◆ **What needs to be done**: Reproduce only the lines that run from the line with "Point out every instance of the submerged" to the last line of the material, both ends included, exactly as they appear.

◆ **Excerpted records**:
• • • • •
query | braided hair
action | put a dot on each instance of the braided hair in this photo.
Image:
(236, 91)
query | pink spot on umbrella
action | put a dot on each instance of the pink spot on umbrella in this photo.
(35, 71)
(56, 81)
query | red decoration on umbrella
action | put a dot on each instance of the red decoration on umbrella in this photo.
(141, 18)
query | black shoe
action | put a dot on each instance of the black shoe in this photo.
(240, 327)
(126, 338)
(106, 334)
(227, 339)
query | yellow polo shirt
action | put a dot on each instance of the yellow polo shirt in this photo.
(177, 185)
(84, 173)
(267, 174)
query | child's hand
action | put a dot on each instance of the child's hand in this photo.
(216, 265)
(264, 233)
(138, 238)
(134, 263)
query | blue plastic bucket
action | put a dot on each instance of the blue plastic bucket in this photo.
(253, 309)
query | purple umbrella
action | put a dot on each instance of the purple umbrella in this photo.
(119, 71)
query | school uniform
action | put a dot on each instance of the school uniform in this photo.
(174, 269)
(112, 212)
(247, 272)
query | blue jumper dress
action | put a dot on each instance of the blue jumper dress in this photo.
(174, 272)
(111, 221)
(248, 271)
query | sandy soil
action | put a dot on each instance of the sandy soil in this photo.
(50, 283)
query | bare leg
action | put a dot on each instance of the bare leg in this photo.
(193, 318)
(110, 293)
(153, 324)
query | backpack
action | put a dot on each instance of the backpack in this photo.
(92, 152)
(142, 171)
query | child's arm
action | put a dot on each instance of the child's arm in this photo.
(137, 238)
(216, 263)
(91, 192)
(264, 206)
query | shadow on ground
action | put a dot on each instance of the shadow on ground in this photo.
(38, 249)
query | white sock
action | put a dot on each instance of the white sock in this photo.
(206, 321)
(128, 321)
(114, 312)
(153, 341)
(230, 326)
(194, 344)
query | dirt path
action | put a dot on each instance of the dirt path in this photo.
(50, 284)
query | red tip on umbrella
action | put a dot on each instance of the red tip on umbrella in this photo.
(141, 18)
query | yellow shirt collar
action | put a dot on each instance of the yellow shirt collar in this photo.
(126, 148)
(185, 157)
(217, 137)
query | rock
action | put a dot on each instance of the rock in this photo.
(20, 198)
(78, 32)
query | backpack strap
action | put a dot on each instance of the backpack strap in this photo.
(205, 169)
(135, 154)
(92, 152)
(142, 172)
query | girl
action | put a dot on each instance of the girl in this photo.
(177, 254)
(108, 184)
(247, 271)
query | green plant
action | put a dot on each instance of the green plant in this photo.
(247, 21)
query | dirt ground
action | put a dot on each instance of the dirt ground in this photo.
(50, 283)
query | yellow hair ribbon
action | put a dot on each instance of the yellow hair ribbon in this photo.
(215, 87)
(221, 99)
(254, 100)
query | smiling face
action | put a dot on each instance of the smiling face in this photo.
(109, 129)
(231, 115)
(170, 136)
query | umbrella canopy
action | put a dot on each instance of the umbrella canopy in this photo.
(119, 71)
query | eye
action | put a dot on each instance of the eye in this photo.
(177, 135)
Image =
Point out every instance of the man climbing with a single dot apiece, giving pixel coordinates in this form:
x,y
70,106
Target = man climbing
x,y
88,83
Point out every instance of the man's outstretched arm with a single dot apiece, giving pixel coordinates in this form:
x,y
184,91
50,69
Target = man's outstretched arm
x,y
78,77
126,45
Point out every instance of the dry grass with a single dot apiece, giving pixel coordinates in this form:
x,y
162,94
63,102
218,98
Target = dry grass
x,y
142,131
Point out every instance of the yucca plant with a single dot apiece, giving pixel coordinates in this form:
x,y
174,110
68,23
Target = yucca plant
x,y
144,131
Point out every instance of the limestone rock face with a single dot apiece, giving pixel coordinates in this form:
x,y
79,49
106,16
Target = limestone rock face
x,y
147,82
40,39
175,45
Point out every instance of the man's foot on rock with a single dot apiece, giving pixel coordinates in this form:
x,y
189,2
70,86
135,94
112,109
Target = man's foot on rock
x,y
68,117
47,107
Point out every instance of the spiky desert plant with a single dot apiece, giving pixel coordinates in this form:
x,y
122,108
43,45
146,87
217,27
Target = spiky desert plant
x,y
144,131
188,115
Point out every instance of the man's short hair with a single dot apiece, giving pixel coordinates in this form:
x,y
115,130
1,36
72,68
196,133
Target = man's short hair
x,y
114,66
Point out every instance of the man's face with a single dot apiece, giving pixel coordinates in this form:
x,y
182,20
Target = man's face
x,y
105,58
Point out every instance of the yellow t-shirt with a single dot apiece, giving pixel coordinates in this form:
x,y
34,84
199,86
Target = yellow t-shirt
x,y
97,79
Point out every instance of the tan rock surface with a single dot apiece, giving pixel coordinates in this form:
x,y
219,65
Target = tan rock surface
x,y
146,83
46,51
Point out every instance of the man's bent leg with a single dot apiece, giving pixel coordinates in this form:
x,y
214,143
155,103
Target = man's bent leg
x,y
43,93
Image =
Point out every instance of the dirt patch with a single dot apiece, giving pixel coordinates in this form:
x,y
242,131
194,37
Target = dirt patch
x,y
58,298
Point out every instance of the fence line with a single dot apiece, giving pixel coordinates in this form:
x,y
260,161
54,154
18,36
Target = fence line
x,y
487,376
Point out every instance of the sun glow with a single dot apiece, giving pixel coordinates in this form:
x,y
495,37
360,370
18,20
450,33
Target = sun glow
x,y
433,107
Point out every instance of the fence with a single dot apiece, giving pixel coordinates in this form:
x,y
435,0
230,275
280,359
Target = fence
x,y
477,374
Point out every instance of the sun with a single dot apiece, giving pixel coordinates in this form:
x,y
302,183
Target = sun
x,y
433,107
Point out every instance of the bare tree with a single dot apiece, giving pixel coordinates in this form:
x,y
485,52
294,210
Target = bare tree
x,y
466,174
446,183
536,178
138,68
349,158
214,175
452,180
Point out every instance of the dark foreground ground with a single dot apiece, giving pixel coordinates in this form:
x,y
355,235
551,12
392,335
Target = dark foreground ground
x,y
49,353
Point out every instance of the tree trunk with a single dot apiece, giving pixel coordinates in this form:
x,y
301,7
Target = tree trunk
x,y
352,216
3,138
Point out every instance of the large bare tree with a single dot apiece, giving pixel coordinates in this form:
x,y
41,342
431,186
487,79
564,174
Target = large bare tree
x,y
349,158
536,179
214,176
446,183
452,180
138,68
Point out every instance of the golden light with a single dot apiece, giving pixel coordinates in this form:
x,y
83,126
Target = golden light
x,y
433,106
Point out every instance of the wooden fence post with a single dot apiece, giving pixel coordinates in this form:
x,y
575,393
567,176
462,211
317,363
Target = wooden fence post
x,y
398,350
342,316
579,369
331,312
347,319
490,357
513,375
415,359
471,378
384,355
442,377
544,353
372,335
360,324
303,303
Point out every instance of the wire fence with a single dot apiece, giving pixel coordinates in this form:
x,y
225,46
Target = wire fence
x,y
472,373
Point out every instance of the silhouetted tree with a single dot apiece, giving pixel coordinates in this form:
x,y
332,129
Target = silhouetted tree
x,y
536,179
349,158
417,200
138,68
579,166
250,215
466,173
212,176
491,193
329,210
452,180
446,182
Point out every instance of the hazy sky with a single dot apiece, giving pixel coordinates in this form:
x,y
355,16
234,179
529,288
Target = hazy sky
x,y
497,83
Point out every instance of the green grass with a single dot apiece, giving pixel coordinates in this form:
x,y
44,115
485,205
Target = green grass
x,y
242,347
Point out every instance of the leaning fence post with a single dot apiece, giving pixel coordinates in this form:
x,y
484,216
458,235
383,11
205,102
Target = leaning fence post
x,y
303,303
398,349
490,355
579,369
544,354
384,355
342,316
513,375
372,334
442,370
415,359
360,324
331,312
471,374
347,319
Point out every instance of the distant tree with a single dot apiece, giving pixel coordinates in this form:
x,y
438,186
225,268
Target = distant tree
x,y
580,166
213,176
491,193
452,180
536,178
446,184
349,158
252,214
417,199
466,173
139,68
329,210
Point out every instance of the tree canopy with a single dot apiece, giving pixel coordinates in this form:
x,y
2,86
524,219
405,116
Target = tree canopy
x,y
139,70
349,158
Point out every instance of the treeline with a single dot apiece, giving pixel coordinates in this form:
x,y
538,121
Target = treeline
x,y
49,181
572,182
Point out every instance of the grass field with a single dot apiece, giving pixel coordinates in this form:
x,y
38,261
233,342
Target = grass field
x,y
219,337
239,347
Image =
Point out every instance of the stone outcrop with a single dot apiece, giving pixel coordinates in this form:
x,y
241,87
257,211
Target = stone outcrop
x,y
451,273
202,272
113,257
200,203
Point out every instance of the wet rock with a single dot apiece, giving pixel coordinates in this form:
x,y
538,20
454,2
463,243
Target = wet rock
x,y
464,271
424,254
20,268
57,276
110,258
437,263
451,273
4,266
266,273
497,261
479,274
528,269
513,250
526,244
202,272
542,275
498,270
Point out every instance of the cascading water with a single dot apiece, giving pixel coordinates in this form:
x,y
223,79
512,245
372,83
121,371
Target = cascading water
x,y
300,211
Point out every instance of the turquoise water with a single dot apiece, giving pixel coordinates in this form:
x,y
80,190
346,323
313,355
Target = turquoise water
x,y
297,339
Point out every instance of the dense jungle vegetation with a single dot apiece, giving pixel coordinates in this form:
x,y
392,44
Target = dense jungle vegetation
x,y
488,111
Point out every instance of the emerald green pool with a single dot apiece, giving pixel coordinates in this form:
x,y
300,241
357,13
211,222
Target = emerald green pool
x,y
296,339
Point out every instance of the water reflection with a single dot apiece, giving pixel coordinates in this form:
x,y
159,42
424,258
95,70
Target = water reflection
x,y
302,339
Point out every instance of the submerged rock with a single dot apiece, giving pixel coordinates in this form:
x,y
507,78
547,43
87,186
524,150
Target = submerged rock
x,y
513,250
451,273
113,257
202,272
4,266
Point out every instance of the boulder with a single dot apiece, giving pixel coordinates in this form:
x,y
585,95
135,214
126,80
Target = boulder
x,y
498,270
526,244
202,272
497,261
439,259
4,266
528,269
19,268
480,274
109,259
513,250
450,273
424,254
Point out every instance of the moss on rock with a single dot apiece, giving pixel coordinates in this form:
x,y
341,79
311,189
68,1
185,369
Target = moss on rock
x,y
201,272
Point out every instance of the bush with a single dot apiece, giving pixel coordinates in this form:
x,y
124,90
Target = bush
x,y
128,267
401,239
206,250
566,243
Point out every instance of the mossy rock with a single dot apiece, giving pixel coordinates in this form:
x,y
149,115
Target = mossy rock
• • • • •
◆ **Answer to this task**:
Point out every instance of the submerged rock with a single dot apiece, giving pixel coordinates in this form:
x,y
507,78
547,43
87,186
524,150
Target = submerged rock
x,y
513,250
451,273
113,257
202,272
4,266
Point out every instance of the boulder with a single dot apiece, giving pixel coordinates in this form:
x,y
585,95
135,214
126,80
Target = boulder
x,y
498,270
526,244
202,272
497,261
439,259
4,266
528,269
19,268
480,274
109,259
513,250
450,273
424,254
Point out every instance of the moss on rock with a single dot apiece, giving pixel coordinates in this form:
x,y
341,79
311,189
68,1
185,369
Target = moss on rock
x,y
201,272
Point out every instance of the bush with a single dot apiece, giving pixel coordinates in this form:
x,y
124,90
Target = bush
x,y
128,267
401,239
206,250
566,243
Point out every instance of the mossy rock with a single dot apiece, giving pixel coordinates in this form:
x,y
149,115
Target = mossy rock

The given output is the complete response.